Pointing dataset records

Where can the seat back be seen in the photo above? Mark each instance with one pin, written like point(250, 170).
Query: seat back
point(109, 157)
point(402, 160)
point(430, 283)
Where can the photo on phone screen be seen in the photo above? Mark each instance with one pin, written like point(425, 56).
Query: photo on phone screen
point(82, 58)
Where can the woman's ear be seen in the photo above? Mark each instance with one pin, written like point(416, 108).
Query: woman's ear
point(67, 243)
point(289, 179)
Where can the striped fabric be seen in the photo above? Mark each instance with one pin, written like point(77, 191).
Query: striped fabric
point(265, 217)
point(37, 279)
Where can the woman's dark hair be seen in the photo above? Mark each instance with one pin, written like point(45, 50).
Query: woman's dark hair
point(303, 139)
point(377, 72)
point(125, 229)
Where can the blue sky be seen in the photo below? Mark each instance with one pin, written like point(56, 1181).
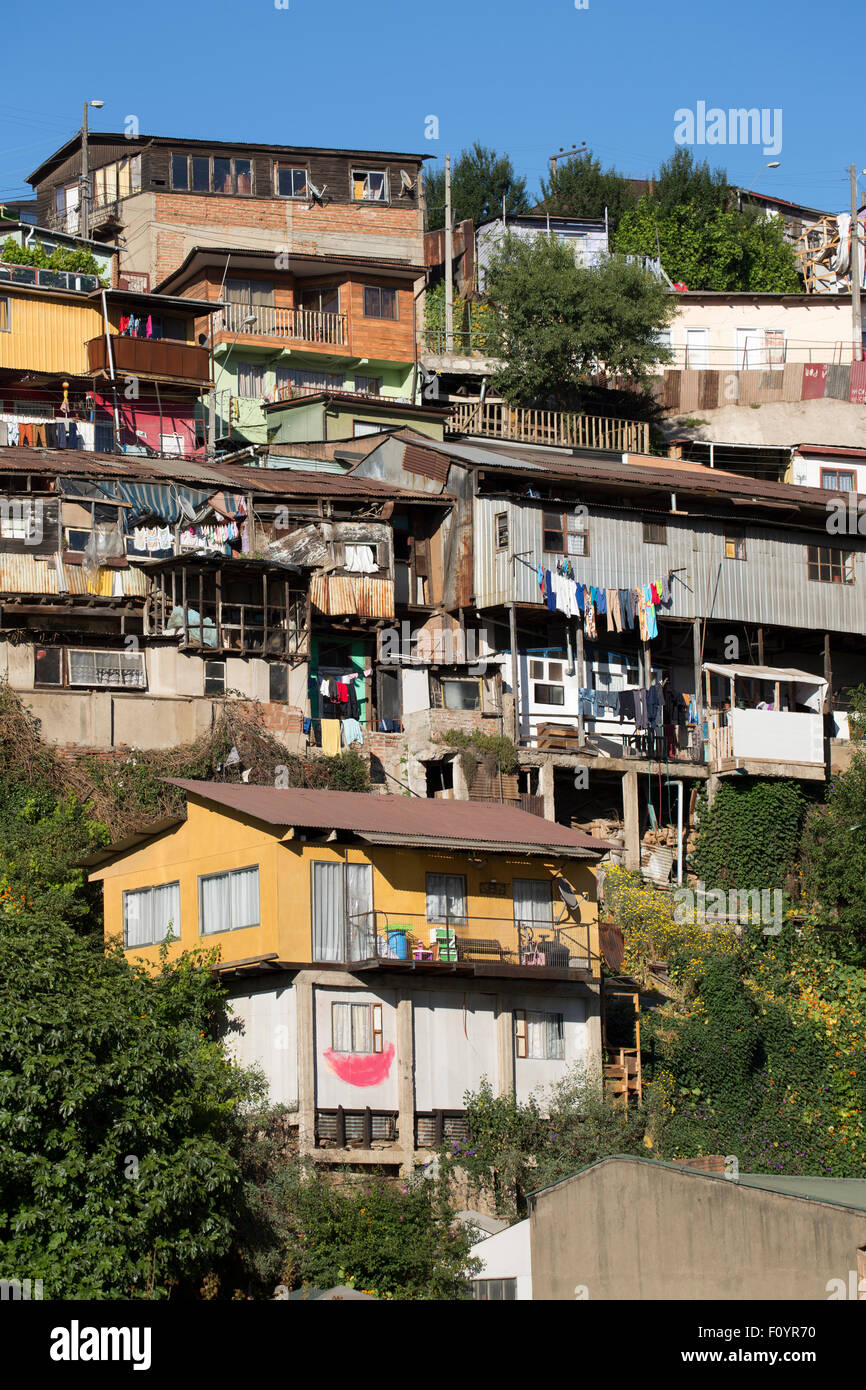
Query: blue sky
point(524, 78)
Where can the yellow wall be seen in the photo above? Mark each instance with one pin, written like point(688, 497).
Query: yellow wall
point(214, 840)
point(47, 334)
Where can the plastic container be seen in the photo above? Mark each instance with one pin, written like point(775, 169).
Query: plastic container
point(398, 944)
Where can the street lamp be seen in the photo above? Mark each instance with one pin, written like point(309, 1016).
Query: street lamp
point(85, 171)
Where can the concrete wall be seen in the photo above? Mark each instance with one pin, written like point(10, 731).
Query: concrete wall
point(634, 1229)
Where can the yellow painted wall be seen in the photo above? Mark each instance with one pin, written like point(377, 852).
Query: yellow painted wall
point(47, 332)
point(214, 840)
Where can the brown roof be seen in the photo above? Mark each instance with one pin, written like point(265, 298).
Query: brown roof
point(409, 820)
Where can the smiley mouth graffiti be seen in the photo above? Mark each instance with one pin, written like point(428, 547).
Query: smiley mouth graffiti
point(360, 1070)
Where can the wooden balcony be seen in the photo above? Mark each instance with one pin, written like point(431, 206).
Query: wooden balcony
point(305, 325)
point(495, 420)
point(159, 359)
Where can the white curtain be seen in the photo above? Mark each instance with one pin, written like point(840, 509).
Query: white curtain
point(446, 897)
point(216, 904)
point(149, 912)
point(245, 897)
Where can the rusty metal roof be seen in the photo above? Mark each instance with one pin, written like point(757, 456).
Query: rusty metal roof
point(401, 820)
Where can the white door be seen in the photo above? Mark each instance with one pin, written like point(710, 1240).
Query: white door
point(749, 349)
point(698, 348)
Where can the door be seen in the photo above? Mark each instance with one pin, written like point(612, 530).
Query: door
point(342, 912)
point(697, 348)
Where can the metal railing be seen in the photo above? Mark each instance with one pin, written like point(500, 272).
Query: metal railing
point(295, 324)
point(496, 420)
point(414, 937)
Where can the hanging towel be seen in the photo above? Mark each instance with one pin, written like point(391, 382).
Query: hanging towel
point(352, 733)
point(330, 736)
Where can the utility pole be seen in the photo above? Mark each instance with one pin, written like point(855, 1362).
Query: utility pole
point(85, 178)
point(449, 264)
point(855, 268)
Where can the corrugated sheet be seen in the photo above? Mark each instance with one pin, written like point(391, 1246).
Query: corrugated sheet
point(27, 574)
point(342, 594)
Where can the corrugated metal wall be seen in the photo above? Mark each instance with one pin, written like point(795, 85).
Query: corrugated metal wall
point(770, 585)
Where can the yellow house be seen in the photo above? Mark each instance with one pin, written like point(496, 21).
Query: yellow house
point(384, 954)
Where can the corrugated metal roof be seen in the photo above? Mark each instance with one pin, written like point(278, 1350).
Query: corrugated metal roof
point(414, 819)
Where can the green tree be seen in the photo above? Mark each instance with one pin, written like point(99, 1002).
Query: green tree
point(120, 1118)
point(833, 861)
point(481, 180)
point(583, 188)
point(560, 323)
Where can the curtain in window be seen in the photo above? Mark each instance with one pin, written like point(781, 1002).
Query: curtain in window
point(359, 911)
point(446, 897)
point(216, 904)
point(341, 1027)
point(243, 886)
point(327, 912)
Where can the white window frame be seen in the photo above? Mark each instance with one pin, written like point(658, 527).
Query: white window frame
point(227, 875)
point(152, 888)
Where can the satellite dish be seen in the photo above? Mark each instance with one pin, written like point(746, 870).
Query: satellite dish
point(567, 894)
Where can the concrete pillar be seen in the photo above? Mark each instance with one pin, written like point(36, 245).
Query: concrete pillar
point(631, 819)
point(406, 1090)
point(546, 783)
point(306, 1065)
point(505, 1045)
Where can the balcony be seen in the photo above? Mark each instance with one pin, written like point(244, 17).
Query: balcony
point(160, 359)
point(303, 325)
point(466, 944)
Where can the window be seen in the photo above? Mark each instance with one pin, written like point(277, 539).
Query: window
point(124, 669)
point(250, 380)
point(553, 533)
point(356, 1027)
point(369, 385)
point(829, 565)
point(446, 897)
point(228, 901)
point(149, 913)
point(289, 181)
point(214, 677)
point(455, 692)
point(834, 478)
point(47, 666)
point(549, 694)
point(370, 185)
point(380, 303)
point(734, 545)
point(278, 683)
point(540, 1036)
point(774, 341)
point(494, 1290)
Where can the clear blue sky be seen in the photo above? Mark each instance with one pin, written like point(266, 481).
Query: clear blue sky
point(524, 78)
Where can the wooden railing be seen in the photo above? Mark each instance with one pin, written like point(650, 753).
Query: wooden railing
point(299, 324)
point(495, 420)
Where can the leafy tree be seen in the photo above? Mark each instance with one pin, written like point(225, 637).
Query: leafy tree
point(392, 1240)
point(560, 321)
point(120, 1114)
point(481, 180)
point(583, 188)
point(719, 250)
point(833, 861)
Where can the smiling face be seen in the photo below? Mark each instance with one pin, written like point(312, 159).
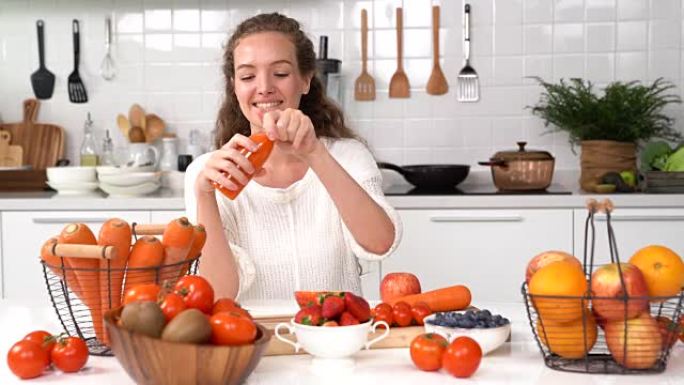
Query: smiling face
point(267, 76)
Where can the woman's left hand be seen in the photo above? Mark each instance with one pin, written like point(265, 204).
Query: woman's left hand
point(293, 132)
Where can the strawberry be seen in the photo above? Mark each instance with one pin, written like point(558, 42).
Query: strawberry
point(309, 316)
point(348, 319)
point(357, 306)
point(332, 307)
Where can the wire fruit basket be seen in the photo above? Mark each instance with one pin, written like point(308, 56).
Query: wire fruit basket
point(573, 334)
point(78, 301)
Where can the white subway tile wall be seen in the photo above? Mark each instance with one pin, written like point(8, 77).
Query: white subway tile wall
point(168, 58)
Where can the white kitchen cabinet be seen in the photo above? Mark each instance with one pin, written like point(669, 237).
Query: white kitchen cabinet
point(23, 234)
point(633, 229)
point(163, 217)
point(486, 250)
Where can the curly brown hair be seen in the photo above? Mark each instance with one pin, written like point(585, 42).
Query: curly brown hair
point(327, 118)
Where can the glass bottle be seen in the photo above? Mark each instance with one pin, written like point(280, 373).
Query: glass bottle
point(88, 152)
point(107, 158)
point(257, 158)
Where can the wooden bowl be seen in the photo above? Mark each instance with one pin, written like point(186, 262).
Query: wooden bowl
point(153, 361)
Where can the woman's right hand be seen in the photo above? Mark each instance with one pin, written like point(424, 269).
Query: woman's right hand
point(227, 166)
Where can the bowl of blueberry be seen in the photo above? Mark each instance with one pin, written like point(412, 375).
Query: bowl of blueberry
point(489, 330)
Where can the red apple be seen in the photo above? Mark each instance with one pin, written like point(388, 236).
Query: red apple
point(542, 259)
point(642, 347)
point(608, 292)
point(397, 285)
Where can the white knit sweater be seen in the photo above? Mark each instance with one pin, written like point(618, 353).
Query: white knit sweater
point(287, 239)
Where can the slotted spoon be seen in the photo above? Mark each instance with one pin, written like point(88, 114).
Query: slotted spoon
point(468, 82)
point(364, 87)
point(77, 92)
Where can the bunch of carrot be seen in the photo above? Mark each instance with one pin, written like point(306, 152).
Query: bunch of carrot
point(99, 283)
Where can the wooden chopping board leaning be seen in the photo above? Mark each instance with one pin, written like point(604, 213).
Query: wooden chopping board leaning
point(42, 143)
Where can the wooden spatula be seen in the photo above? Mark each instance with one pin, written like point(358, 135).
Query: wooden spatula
point(437, 84)
point(10, 155)
point(364, 87)
point(399, 85)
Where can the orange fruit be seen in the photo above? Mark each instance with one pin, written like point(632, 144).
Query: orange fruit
point(564, 283)
point(569, 340)
point(662, 268)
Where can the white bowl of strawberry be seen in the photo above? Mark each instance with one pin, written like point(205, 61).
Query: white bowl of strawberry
point(332, 325)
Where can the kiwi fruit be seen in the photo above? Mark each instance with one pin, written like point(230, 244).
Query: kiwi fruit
point(189, 326)
point(145, 317)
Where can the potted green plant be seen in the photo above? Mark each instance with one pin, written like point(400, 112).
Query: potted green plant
point(607, 127)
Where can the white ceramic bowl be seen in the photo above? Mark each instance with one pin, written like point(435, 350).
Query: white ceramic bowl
point(489, 339)
point(331, 341)
point(71, 174)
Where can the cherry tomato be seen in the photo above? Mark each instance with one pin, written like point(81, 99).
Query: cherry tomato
point(462, 357)
point(142, 292)
point(401, 312)
point(171, 305)
point(26, 359)
point(427, 350)
point(229, 328)
point(44, 339)
point(196, 292)
point(70, 354)
point(383, 312)
point(420, 311)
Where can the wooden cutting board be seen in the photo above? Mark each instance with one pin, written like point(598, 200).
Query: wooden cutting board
point(398, 337)
point(42, 143)
point(10, 155)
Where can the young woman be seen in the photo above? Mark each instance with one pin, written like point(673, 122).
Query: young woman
point(317, 204)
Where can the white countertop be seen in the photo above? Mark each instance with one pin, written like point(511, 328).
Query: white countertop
point(173, 200)
point(517, 362)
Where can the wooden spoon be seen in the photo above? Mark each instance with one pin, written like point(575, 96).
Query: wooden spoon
point(437, 84)
point(155, 128)
point(399, 85)
point(124, 125)
point(136, 135)
point(136, 116)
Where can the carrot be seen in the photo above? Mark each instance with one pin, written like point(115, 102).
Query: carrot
point(146, 254)
point(114, 232)
point(177, 241)
point(445, 299)
point(86, 280)
point(198, 242)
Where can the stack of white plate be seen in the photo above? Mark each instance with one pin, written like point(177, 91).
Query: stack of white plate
point(128, 181)
point(72, 180)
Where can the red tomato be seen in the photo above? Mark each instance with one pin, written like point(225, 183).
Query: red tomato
point(227, 304)
point(427, 350)
point(142, 292)
point(420, 311)
point(229, 328)
point(196, 292)
point(44, 339)
point(70, 354)
point(383, 312)
point(26, 359)
point(462, 357)
point(171, 305)
point(401, 312)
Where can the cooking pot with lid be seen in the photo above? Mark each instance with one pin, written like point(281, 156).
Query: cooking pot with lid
point(521, 169)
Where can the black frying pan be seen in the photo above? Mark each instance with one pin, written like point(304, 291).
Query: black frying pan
point(431, 176)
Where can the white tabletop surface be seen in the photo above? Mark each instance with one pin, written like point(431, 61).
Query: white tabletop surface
point(517, 362)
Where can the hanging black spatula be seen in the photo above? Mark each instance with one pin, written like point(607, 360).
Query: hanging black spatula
point(42, 81)
point(77, 92)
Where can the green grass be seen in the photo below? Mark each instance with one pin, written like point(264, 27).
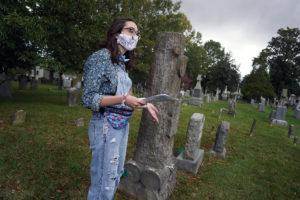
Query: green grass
point(48, 157)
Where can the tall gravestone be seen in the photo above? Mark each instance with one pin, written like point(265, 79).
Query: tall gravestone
point(261, 105)
point(197, 98)
point(192, 156)
point(225, 94)
point(279, 117)
point(218, 149)
point(152, 170)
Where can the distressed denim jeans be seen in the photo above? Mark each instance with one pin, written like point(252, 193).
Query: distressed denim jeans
point(108, 146)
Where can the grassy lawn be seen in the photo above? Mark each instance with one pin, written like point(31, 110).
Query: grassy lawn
point(48, 157)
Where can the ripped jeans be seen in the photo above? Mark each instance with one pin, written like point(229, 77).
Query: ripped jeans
point(108, 146)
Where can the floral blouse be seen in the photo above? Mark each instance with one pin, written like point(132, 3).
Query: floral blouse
point(100, 79)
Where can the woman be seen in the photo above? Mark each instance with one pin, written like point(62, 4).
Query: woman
point(105, 92)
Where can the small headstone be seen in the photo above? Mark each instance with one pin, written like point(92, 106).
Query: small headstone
point(218, 149)
point(220, 113)
point(232, 108)
point(295, 140)
point(252, 127)
point(272, 115)
point(72, 97)
point(291, 131)
point(191, 158)
point(23, 83)
point(252, 102)
point(19, 117)
point(197, 98)
point(212, 129)
point(34, 84)
point(80, 122)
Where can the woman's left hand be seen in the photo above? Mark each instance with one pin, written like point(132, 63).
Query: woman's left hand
point(152, 110)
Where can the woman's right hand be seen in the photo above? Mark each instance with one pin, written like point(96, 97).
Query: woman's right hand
point(134, 102)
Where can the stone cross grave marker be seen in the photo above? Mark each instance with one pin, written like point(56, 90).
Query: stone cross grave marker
point(218, 149)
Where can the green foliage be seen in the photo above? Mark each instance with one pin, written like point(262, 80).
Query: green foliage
point(48, 157)
point(281, 58)
point(257, 84)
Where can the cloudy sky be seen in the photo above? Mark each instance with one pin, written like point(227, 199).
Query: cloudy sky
point(243, 27)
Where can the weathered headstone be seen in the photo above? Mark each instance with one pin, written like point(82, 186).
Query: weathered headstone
point(279, 118)
point(197, 98)
point(295, 140)
point(218, 149)
point(80, 122)
point(22, 83)
point(272, 115)
point(291, 131)
point(212, 129)
point(225, 94)
point(252, 103)
point(34, 84)
point(192, 156)
point(297, 111)
point(252, 127)
point(261, 105)
point(72, 97)
point(232, 108)
point(19, 117)
point(154, 174)
point(207, 98)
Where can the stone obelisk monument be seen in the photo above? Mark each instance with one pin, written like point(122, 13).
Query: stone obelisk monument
point(152, 170)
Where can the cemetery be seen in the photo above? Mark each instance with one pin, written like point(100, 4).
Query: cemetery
point(217, 135)
point(47, 155)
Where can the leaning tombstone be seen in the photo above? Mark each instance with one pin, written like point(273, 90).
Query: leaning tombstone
point(218, 149)
point(297, 111)
point(252, 103)
point(252, 127)
point(72, 96)
point(80, 122)
point(232, 108)
point(272, 115)
point(279, 118)
point(192, 156)
point(197, 98)
point(291, 131)
point(295, 140)
point(22, 83)
point(153, 167)
point(261, 105)
point(34, 84)
point(19, 117)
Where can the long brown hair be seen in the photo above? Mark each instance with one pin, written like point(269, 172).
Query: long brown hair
point(111, 42)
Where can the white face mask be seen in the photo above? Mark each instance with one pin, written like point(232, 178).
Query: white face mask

EXERCISE INSTRUCTIONS
In the listing above, find the line with "Where can the cemetery" and set down that line and all after it exactly, through the final line.

WRITTEN SOLUTION
Where can the cemetery be seen in the photo above? Mark each instance with one pin, written like point(100, 4).
Query: cemetery
point(217, 135)
point(47, 155)
Where can the leaning tombstone be seen in the photo above? Mark each instance with one pin, written like point(273, 90).
Query: leaning tombstone
point(218, 149)
point(297, 111)
point(252, 103)
point(252, 127)
point(72, 96)
point(80, 122)
point(232, 108)
point(272, 115)
point(279, 118)
point(192, 156)
point(197, 98)
point(291, 131)
point(295, 140)
point(22, 83)
point(153, 167)
point(261, 105)
point(34, 84)
point(19, 117)
Where can the long brown hair be seen in the photo above? Mark each instance with one pin, written like point(269, 172).
Query: long brown hair
point(111, 42)
Where can the white face mask be seen in the photo above? Mark each instance with one pin, written like point(232, 178).
Query: white face mask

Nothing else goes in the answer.